• Set exercise
Beginning at the line that contains "Tag the asphalt", reproduce every line to the end of the material without changing any of them.

• Data rows

§

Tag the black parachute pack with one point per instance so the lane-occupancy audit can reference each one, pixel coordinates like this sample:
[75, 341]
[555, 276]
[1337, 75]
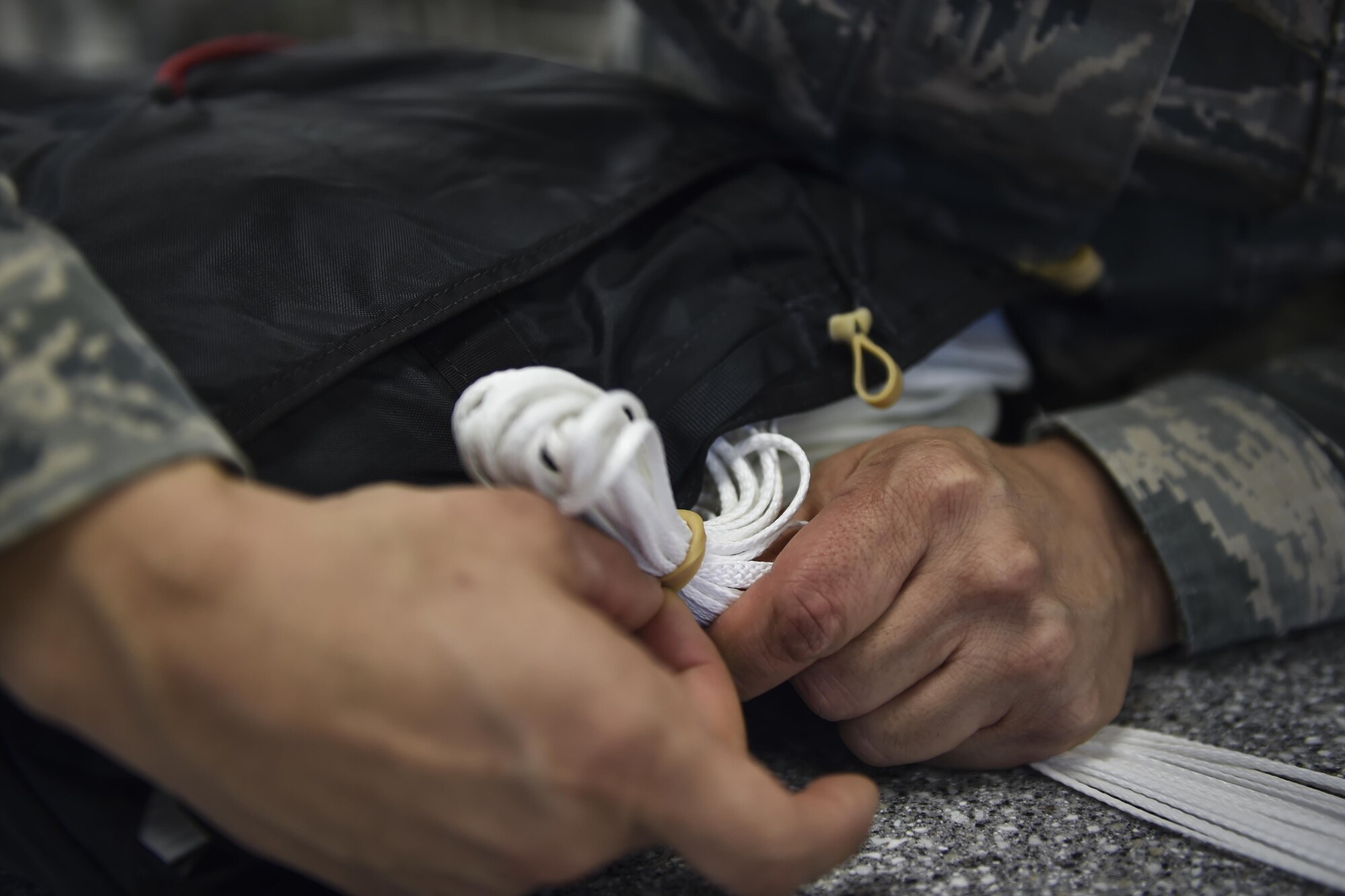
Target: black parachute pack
[333, 243]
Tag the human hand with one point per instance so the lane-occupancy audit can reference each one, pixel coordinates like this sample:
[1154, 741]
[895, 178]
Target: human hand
[404, 690]
[956, 600]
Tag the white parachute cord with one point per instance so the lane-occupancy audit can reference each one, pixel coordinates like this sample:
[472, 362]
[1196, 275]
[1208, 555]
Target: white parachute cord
[1278, 814]
[598, 455]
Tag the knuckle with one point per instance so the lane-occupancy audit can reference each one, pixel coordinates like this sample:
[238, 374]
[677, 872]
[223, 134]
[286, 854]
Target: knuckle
[953, 479]
[827, 693]
[1022, 567]
[1012, 567]
[868, 743]
[555, 864]
[1082, 713]
[621, 745]
[809, 623]
[1047, 653]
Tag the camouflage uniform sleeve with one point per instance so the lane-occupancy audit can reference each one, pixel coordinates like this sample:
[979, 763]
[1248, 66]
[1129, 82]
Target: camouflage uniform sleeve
[85, 400]
[1241, 485]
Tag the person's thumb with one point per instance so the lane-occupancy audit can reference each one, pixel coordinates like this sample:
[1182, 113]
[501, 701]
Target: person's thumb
[735, 822]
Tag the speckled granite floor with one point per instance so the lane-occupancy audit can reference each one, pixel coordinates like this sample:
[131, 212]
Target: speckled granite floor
[1016, 831]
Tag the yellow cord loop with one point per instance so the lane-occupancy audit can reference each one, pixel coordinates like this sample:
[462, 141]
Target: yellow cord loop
[685, 572]
[855, 327]
[1075, 275]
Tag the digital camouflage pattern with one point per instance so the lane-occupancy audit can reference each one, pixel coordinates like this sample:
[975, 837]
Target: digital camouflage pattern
[1013, 124]
[1026, 127]
[1218, 127]
[1243, 499]
[85, 401]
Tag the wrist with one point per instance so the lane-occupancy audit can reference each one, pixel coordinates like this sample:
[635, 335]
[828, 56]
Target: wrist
[1091, 498]
[81, 596]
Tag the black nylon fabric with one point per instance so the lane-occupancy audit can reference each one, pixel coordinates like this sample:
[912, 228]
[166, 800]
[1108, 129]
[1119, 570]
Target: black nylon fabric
[333, 243]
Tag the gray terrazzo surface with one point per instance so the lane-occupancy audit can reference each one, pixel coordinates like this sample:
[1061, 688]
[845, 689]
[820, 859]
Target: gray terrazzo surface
[1016, 831]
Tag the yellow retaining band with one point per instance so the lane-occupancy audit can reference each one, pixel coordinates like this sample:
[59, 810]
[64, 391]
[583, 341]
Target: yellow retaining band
[855, 327]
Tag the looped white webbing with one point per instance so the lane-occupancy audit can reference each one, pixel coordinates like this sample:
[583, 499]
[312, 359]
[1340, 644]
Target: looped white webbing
[1288, 817]
[598, 455]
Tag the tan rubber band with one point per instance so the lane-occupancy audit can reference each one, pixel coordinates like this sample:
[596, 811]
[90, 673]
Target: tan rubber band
[1074, 275]
[680, 577]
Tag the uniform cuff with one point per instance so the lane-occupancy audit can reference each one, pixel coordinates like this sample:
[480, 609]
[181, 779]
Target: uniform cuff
[85, 401]
[1245, 507]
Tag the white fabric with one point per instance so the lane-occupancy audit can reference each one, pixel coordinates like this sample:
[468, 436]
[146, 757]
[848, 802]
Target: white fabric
[1278, 814]
[954, 386]
[598, 455]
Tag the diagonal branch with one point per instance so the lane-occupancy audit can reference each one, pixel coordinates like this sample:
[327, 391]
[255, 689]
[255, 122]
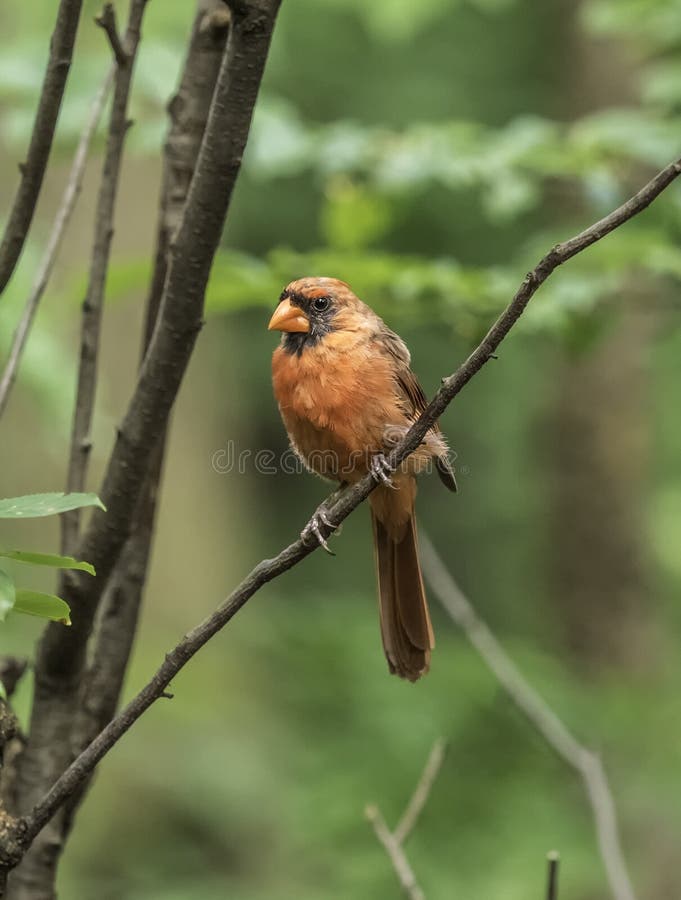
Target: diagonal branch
[393, 841]
[33, 170]
[62, 652]
[422, 791]
[107, 22]
[536, 709]
[114, 631]
[268, 569]
[61, 221]
[553, 859]
[396, 854]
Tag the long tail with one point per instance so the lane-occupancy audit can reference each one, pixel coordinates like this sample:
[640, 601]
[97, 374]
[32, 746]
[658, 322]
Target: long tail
[405, 622]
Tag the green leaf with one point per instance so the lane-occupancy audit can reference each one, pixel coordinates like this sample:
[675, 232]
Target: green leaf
[7, 594]
[46, 606]
[32, 506]
[48, 559]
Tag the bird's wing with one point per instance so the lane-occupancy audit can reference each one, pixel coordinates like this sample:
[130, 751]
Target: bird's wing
[411, 392]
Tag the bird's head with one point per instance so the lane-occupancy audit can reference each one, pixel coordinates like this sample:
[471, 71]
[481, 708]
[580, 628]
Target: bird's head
[309, 309]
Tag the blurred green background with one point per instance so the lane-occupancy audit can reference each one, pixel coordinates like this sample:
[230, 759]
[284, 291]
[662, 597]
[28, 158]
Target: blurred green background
[428, 153]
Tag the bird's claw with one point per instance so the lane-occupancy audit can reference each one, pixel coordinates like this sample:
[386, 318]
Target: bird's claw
[313, 530]
[381, 470]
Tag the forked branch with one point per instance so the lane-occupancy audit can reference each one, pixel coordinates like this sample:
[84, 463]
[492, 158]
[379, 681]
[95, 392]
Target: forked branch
[268, 569]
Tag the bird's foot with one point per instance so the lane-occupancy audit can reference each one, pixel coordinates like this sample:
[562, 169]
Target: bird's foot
[381, 470]
[313, 529]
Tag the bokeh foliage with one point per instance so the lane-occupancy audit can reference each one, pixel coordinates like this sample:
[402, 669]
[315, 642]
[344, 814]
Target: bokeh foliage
[428, 153]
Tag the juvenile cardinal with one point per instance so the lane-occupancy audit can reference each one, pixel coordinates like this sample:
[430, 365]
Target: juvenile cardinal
[346, 394]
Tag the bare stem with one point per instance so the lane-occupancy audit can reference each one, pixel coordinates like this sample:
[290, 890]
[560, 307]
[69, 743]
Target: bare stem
[553, 859]
[107, 22]
[33, 170]
[68, 202]
[422, 791]
[397, 856]
[269, 569]
[539, 713]
[99, 267]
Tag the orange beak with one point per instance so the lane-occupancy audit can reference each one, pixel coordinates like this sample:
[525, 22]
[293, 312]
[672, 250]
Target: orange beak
[288, 317]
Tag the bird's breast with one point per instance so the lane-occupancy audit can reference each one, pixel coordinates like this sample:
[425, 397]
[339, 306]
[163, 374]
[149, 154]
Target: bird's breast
[336, 405]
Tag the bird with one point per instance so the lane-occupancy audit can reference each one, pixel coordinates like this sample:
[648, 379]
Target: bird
[346, 394]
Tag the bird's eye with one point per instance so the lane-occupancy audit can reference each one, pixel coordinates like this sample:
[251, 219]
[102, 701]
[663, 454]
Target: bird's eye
[320, 304]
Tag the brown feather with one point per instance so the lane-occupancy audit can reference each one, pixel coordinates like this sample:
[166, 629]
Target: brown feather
[405, 622]
[345, 396]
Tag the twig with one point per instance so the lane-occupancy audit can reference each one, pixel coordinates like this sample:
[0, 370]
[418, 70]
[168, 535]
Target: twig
[552, 884]
[62, 652]
[268, 569]
[393, 841]
[68, 202]
[52, 717]
[33, 170]
[114, 632]
[107, 21]
[539, 713]
[393, 848]
[420, 796]
[99, 266]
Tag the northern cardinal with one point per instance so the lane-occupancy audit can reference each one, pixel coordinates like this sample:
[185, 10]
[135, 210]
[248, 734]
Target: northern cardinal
[346, 394]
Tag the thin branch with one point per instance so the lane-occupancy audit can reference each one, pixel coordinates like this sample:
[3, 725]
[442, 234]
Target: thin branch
[400, 863]
[422, 791]
[553, 859]
[393, 841]
[268, 569]
[62, 652]
[107, 22]
[539, 713]
[33, 170]
[116, 625]
[68, 202]
[99, 267]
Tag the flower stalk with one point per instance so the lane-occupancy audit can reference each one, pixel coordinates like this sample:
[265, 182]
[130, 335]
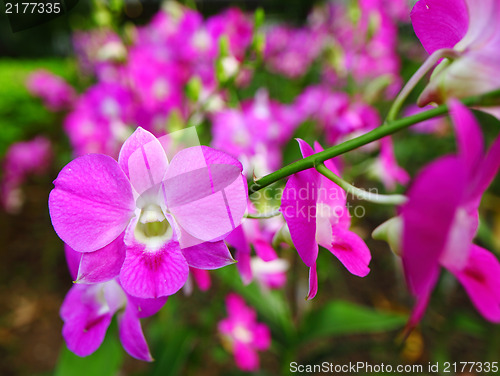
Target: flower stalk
[488, 99]
[360, 193]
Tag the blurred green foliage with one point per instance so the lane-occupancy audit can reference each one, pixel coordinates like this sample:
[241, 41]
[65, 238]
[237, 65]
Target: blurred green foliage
[21, 115]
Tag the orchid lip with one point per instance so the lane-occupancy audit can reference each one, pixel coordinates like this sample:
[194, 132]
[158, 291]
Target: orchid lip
[153, 228]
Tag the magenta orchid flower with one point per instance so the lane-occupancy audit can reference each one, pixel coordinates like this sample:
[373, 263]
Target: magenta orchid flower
[87, 311]
[147, 220]
[200, 277]
[243, 334]
[440, 221]
[315, 211]
[249, 234]
[471, 29]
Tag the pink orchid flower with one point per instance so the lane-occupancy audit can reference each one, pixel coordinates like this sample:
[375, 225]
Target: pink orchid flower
[440, 220]
[269, 274]
[247, 235]
[386, 166]
[243, 334]
[147, 220]
[315, 210]
[472, 30]
[200, 277]
[87, 311]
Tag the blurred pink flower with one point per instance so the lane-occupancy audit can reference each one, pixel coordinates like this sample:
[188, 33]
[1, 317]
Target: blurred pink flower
[21, 160]
[243, 334]
[437, 125]
[56, 94]
[99, 122]
[472, 30]
[315, 211]
[440, 221]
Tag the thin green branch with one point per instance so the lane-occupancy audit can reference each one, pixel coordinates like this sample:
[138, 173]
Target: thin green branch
[267, 215]
[485, 100]
[360, 193]
[415, 79]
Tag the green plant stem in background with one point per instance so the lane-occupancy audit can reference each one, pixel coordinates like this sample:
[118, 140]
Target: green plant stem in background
[360, 193]
[489, 99]
[415, 79]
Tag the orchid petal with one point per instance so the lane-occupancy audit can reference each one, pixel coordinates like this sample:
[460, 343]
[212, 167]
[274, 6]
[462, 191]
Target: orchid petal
[73, 260]
[202, 278]
[351, 250]
[481, 280]
[153, 273]
[102, 265]
[469, 136]
[439, 23]
[261, 337]
[427, 219]
[143, 160]
[487, 172]
[91, 203]
[131, 335]
[298, 206]
[419, 310]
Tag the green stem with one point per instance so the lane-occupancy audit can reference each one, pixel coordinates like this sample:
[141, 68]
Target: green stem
[488, 99]
[415, 79]
[360, 193]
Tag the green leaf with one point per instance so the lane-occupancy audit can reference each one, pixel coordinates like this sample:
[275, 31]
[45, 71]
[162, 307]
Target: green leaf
[342, 318]
[106, 361]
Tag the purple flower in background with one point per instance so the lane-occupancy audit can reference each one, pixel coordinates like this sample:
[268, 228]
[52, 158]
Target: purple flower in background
[87, 311]
[56, 94]
[147, 220]
[437, 125]
[21, 160]
[291, 51]
[242, 334]
[471, 29]
[256, 134]
[386, 166]
[99, 120]
[315, 211]
[440, 221]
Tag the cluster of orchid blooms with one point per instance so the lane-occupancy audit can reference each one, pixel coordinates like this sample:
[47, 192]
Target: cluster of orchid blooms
[140, 215]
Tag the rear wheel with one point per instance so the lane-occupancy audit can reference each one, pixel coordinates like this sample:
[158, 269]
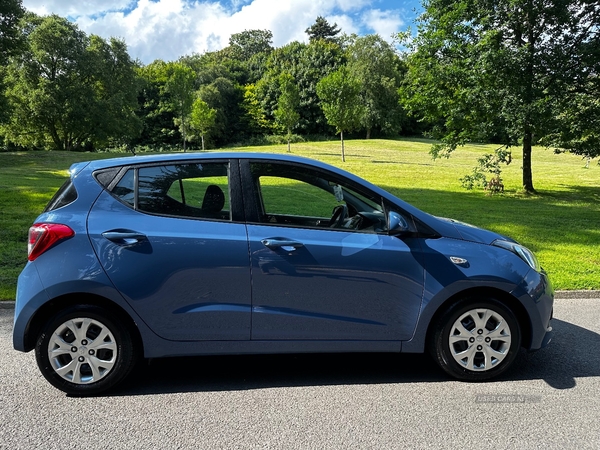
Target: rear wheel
[82, 351]
[476, 339]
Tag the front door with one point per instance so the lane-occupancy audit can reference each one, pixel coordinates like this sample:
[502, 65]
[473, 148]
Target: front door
[315, 276]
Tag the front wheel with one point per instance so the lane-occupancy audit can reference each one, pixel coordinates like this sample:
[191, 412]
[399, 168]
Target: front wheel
[82, 351]
[476, 339]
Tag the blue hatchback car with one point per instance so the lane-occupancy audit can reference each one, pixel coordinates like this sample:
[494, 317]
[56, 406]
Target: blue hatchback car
[232, 253]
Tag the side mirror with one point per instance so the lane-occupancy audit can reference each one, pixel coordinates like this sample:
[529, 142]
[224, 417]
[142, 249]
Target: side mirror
[397, 224]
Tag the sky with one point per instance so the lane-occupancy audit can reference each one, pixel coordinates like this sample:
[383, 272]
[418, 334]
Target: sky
[168, 29]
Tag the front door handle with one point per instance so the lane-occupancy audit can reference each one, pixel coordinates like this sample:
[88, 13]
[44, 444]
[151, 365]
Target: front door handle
[288, 245]
[124, 237]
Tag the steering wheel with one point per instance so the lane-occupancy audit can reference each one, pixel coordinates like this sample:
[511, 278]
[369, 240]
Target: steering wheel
[339, 214]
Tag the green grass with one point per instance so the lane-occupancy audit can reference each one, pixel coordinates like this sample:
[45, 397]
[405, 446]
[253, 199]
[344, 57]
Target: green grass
[561, 224]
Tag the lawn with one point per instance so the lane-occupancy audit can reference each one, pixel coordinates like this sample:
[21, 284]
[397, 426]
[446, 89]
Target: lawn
[561, 224]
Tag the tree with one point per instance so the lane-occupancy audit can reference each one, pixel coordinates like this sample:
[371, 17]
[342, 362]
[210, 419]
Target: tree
[11, 41]
[180, 87]
[512, 68]
[69, 91]
[226, 97]
[322, 29]
[375, 63]
[249, 43]
[154, 108]
[11, 12]
[307, 64]
[202, 118]
[339, 93]
[287, 104]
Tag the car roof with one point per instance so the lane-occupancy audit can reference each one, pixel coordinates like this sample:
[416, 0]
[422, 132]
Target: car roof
[191, 156]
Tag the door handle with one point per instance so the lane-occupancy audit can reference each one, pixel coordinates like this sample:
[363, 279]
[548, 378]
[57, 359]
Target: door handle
[124, 237]
[286, 244]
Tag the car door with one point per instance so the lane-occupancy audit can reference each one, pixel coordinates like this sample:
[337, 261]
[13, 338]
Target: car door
[168, 238]
[317, 278]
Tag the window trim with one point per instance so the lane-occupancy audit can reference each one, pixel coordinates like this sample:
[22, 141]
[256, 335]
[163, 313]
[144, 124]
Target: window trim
[236, 205]
[255, 207]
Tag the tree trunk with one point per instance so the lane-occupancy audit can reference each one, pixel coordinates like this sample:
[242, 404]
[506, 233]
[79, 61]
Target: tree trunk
[183, 132]
[527, 173]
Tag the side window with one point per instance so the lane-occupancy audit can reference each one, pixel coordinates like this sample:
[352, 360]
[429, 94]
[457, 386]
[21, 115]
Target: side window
[185, 190]
[125, 189]
[293, 195]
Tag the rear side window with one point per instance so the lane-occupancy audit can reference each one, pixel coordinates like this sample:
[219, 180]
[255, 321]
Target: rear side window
[65, 195]
[184, 190]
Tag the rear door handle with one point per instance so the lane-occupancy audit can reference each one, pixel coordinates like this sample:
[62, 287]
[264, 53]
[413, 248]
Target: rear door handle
[124, 237]
[288, 245]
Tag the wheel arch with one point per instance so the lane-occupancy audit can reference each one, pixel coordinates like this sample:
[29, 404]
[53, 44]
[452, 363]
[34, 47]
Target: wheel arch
[494, 293]
[54, 306]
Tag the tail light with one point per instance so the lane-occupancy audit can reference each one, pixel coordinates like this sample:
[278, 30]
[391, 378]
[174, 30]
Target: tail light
[42, 236]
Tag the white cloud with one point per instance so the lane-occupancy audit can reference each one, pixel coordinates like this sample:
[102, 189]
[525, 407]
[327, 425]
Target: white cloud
[384, 23]
[76, 8]
[168, 29]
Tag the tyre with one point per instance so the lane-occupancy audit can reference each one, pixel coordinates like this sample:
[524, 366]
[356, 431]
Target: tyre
[82, 351]
[476, 339]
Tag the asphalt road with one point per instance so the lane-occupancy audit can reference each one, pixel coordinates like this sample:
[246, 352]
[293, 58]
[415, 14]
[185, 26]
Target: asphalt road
[550, 400]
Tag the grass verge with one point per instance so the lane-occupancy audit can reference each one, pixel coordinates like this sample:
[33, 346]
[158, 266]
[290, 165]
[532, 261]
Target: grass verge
[561, 224]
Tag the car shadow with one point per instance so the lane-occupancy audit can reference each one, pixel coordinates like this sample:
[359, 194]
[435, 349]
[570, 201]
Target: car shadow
[572, 354]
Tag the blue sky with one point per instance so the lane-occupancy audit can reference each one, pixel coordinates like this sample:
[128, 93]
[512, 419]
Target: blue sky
[168, 29]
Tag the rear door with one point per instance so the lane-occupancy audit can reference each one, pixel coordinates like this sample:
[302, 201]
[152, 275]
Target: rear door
[320, 277]
[172, 240]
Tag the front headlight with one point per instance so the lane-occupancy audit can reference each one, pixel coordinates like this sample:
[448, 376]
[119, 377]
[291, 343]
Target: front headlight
[523, 252]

§

• The answer
Tag the asphalt road with one point per instance so the lane-occupancy audit can reference each one, pixel coordinates like this sample:
[246, 352]
[293, 58]
[415, 14]
[185, 26]
Target: asphalt road
[550, 400]
Tag the grass verge with one point per instance so the lane-occupancy audit can reference each one, pixel coordinates like this sample:
[33, 346]
[158, 266]
[290, 165]
[532, 261]
Target: grass verge
[561, 224]
Tag the car shadow with one point per instance so the lane-occupancy audit can reference each one, pixel coordinates like this sample:
[359, 194]
[435, 349]
[570, 201]
Target: car shadow
[572, 354]
Tag the blue sky with one point per instance so the lane-occupancy audit can reference each one, pixel coordinates like this sample:
[128, 93]
[512, 419]
Target: blue sky
[168, 29]
Tag the rear door with one point per instance so the lane-occupancy audit can reference each one, pixel coordinates like this sample:
[302, 201]
[152, 275]
Target: rear door
[320, 277]
[172, 240]
Tag the front headlight with one point per instance so the lane-occupancy audit can reference each one, pixel coordinates like this sample:
[448, 376]
[119, 377]
[291, 343]
Target: front headlight
[523, 252]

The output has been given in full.